The input:
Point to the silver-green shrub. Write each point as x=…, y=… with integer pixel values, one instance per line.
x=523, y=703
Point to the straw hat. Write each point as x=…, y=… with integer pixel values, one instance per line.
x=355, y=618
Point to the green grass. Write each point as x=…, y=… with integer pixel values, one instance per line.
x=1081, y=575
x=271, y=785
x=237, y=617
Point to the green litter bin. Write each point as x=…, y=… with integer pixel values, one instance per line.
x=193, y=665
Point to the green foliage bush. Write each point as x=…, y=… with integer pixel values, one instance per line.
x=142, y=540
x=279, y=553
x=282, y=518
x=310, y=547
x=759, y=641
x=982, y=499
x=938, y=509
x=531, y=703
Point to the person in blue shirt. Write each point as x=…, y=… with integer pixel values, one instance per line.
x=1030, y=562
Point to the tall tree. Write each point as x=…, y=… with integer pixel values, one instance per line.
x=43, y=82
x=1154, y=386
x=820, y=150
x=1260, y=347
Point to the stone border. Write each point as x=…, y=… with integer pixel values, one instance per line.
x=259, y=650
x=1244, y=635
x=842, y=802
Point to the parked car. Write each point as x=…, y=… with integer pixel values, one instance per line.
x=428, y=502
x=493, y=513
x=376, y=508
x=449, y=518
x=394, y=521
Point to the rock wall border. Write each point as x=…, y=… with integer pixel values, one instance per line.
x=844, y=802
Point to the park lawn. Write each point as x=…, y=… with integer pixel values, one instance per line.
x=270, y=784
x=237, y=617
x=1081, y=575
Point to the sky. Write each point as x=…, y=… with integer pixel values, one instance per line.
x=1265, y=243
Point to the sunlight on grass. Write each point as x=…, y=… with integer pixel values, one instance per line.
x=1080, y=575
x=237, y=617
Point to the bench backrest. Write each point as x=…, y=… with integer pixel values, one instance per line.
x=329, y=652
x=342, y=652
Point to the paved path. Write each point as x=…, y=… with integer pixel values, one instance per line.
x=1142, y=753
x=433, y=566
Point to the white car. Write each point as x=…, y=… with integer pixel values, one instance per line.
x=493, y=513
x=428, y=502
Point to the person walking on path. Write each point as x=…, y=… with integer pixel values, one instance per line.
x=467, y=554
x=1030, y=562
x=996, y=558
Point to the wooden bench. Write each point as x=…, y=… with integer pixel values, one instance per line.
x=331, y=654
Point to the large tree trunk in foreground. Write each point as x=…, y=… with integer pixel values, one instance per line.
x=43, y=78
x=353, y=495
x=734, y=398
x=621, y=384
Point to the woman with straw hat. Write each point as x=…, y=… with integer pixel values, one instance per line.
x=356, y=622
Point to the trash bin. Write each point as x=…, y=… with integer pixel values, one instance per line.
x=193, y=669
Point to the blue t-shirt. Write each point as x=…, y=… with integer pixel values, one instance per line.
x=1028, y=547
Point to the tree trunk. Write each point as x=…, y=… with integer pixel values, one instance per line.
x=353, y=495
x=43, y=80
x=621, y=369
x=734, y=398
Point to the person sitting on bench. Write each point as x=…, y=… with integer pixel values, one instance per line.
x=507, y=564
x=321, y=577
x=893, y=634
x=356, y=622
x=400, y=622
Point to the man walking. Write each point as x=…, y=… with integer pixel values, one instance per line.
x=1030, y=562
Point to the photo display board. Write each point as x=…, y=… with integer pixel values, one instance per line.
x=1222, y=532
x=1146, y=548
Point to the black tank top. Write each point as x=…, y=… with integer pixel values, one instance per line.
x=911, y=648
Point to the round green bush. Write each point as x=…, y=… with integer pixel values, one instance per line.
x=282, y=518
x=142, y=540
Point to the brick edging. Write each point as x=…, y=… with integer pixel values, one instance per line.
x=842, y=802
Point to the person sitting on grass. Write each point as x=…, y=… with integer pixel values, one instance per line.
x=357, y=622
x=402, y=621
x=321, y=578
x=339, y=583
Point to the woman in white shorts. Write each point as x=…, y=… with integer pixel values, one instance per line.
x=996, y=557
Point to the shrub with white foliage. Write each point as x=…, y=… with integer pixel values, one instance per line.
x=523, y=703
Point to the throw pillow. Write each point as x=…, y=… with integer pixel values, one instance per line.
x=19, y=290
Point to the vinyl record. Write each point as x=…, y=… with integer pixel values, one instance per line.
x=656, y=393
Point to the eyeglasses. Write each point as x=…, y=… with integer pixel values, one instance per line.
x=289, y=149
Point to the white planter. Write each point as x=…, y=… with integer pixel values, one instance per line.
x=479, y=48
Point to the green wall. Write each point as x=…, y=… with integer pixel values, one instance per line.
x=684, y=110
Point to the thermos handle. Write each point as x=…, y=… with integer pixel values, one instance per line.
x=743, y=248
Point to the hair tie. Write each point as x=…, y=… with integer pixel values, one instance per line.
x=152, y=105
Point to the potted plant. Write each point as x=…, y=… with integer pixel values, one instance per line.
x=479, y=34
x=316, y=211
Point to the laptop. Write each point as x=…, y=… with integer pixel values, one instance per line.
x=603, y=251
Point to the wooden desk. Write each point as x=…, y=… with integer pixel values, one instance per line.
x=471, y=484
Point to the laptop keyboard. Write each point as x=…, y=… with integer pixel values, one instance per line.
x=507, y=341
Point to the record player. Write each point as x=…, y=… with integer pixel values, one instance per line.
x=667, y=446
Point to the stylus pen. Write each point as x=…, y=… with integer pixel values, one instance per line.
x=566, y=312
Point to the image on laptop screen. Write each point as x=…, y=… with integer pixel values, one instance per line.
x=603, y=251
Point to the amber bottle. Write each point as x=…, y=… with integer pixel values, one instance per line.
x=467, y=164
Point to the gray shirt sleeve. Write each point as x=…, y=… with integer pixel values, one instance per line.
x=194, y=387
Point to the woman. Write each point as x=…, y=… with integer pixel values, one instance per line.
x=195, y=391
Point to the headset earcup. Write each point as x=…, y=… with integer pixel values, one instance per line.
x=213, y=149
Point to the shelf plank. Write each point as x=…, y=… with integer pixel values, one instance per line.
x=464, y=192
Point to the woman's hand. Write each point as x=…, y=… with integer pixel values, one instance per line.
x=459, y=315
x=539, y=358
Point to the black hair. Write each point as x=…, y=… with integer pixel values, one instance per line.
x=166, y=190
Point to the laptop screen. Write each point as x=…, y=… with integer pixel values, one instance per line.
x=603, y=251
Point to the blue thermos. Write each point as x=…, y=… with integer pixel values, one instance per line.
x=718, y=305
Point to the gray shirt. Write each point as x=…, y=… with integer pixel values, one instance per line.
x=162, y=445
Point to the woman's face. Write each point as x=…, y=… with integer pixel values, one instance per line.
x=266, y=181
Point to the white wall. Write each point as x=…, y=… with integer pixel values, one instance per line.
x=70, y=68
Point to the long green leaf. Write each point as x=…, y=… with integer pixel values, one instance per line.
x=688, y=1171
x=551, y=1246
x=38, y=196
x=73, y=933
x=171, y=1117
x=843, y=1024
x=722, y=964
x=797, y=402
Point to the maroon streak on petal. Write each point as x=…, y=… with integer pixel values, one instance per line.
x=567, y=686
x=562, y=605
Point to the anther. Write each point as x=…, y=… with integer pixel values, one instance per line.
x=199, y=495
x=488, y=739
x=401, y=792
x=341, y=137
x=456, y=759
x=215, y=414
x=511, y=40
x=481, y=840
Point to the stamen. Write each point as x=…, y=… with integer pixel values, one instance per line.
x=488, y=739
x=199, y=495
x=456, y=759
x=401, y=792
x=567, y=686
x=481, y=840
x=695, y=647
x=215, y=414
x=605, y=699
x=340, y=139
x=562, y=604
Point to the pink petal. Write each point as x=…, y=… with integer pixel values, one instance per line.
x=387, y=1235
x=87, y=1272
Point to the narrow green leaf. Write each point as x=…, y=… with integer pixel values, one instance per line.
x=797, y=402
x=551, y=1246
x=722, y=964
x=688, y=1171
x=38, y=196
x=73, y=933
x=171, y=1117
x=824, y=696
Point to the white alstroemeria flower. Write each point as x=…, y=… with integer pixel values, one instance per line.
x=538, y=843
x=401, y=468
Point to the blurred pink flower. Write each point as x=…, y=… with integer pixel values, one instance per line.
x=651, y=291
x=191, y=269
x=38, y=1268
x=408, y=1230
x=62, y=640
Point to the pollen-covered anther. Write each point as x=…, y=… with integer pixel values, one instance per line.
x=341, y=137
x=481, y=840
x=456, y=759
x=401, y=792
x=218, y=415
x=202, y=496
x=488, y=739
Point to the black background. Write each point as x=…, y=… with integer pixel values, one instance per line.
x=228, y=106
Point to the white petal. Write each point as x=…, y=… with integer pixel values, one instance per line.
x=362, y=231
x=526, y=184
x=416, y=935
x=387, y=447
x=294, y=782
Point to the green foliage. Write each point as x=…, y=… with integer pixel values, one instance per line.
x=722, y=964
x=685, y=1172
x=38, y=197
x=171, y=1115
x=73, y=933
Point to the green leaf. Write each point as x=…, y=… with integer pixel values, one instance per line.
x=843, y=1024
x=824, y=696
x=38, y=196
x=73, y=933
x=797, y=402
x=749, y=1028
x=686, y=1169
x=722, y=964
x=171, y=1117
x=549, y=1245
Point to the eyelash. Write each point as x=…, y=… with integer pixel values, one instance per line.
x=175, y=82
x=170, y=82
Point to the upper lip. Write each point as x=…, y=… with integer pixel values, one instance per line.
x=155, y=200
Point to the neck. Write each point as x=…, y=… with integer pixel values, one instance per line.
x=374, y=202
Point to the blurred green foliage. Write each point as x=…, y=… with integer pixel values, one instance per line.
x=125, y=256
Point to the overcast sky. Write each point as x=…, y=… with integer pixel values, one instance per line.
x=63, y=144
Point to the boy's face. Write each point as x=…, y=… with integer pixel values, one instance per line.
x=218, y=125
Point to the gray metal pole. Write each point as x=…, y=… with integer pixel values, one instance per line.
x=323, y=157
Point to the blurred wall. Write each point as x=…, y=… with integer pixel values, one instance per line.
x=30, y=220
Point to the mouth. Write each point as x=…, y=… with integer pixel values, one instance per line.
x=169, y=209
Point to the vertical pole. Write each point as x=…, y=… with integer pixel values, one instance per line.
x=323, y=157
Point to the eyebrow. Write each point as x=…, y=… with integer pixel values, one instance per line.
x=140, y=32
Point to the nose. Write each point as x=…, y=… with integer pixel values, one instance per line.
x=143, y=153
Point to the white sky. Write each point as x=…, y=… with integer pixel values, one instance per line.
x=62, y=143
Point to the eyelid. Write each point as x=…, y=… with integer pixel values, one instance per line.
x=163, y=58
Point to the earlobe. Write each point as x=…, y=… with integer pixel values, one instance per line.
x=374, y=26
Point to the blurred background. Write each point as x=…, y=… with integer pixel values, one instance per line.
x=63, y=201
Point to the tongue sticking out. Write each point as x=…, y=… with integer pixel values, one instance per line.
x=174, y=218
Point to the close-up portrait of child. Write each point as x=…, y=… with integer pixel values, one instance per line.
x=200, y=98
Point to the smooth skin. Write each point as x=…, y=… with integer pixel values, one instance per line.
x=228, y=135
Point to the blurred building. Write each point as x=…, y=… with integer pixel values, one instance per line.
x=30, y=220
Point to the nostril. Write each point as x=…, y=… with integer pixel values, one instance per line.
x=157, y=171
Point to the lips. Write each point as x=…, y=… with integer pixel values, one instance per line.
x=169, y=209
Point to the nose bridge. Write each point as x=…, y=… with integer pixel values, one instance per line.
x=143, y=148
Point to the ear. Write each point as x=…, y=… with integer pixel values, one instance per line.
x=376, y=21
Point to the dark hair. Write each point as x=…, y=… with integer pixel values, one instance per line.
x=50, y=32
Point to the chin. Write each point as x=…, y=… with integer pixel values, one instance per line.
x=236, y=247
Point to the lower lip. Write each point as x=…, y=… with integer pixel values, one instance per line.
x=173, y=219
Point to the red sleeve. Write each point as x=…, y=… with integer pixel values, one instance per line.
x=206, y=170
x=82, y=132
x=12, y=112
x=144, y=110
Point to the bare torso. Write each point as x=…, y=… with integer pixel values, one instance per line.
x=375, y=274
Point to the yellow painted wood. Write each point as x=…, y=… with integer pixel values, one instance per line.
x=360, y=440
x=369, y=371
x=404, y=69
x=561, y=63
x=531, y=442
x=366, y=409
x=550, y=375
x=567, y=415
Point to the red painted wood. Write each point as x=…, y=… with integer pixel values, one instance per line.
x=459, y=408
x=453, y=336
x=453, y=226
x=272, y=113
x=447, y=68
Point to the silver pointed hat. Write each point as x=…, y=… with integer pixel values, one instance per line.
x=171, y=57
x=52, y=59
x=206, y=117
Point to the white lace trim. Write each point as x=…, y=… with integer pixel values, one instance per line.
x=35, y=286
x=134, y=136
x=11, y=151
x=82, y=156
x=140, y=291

Task goal:
Please reproduce the listing word for word, beginning at the line that contains "Point to the red painted" and stopping after the final line of the listing.

Expected answer:
Point to the red painted wood. Write each point as x=…, y=… with integer pixel values, one instance per line.
x=459, y=408
x=453, y=336
x=453, y=226
x=272, y=113
x=447, y=68
Point to the silver pointed hat. Write each point as x=…, y=… with integer pixel values, one instance per line.
x=171, y=57
x=52, y=59
x=206, y=117
Point to the white lace trim. Write each point as x=…, y=… with integer pixel values, one instance per line.
x=35, y=286
x=134, y=136
x=11, y=151
x=82, y=156
x=140, y=291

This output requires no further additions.